Items from a data source
........

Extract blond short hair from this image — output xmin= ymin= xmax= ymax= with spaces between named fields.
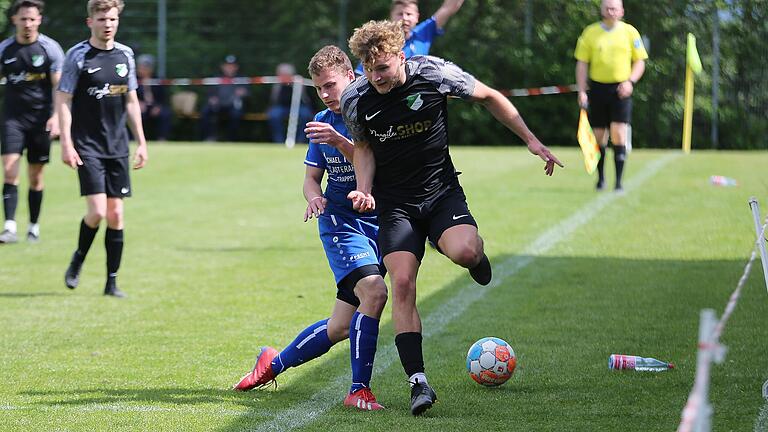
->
xmin=87 ymin=0 xmax=124 ymax=16
xmin=391 ymin=0 xmax=418 ymax=11
xmin=308 ymin=45 xmax=353 ymax=77
xmin=348 ymin=20 xmax=405 ymax=67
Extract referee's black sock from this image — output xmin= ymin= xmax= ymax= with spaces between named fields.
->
xmin=28 ymin=189 xmax=43 ymax=224
xmin=75 ymin=218 xmax=99 ymax=261
xmin=596 ymin=146 xmax=607 ymax=187
xmin=105 ymin=228 xmax=124 ymax=277
xmin=3 ymin=183 xmax=18 ymax=224
xmin=614 ymin=145 xmax=627 ymax=189
xmin=396 ymin=332 xmax=425 ymax=378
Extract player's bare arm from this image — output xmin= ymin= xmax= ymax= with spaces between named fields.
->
xmin=575 ymin=60 xmax=589 ymax=108
xmin=470 ymin=80 xmax=563 ymax=176
xmin=56 ymin=90 xmax=81 ymax=169
xmin=305 ymin=121 xmax=355 ymax=162
xmin=618 ymin=59 xmax=645 ymax=99
xmin=348 ymin=139 xmax=376 ymax=212
xmin=303 ymin=165 xmax=327 ymax=221
xmin=433 ymin=0 xmax=465 ymax=28
xmin=46 ymin=71 xmax=62 ymax=138
xmin=124 ymin=90 xmax=148 ymax=169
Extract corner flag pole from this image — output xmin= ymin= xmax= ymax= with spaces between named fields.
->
xmin=682 ymin=33 xmax=702 ymax=153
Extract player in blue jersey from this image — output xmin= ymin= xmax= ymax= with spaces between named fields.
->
xmin=233 ymin=46 xmax=388 ymax=411
xmin=0 ymin=0 xmax=64 ymax=244
xmin=57 ymin=0 xmax=148 ymax=298
xmin=355 ymin=0 xmax=464 ymax=75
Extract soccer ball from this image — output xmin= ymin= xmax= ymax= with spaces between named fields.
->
xmin=466 ymin=337 xmax=516 ymax=386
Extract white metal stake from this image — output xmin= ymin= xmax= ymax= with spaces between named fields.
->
xmin=748 ymin=198 xmax=768 ymax=294
xmin=285 ymin=76 xmax=303 ymax=149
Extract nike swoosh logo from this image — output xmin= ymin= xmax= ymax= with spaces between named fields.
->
xmin=452 ymin=214 xmax=469 ymax=220
xmin=87 ymin=67 xmax=101 ymax=74
xmin=365 ymin=110 xmax=382 ymax=121
xmin=3 ymin=58 xmax=17 ymax=64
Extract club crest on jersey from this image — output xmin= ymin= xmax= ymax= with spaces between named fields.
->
xmin=31 ymin=55 xmax=45 ymax=67
xmin=406 ymin=93 xmax=424 ymax=111
xmin=115 ymin=63 xmax=128 ymax=77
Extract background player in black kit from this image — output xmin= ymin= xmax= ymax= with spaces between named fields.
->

........

EXERCISE DIRECTIONS:
State how many lines in the records contain the string "jersey". Give the number with no words around it.

SOLUTION FOR THIS TASK:
2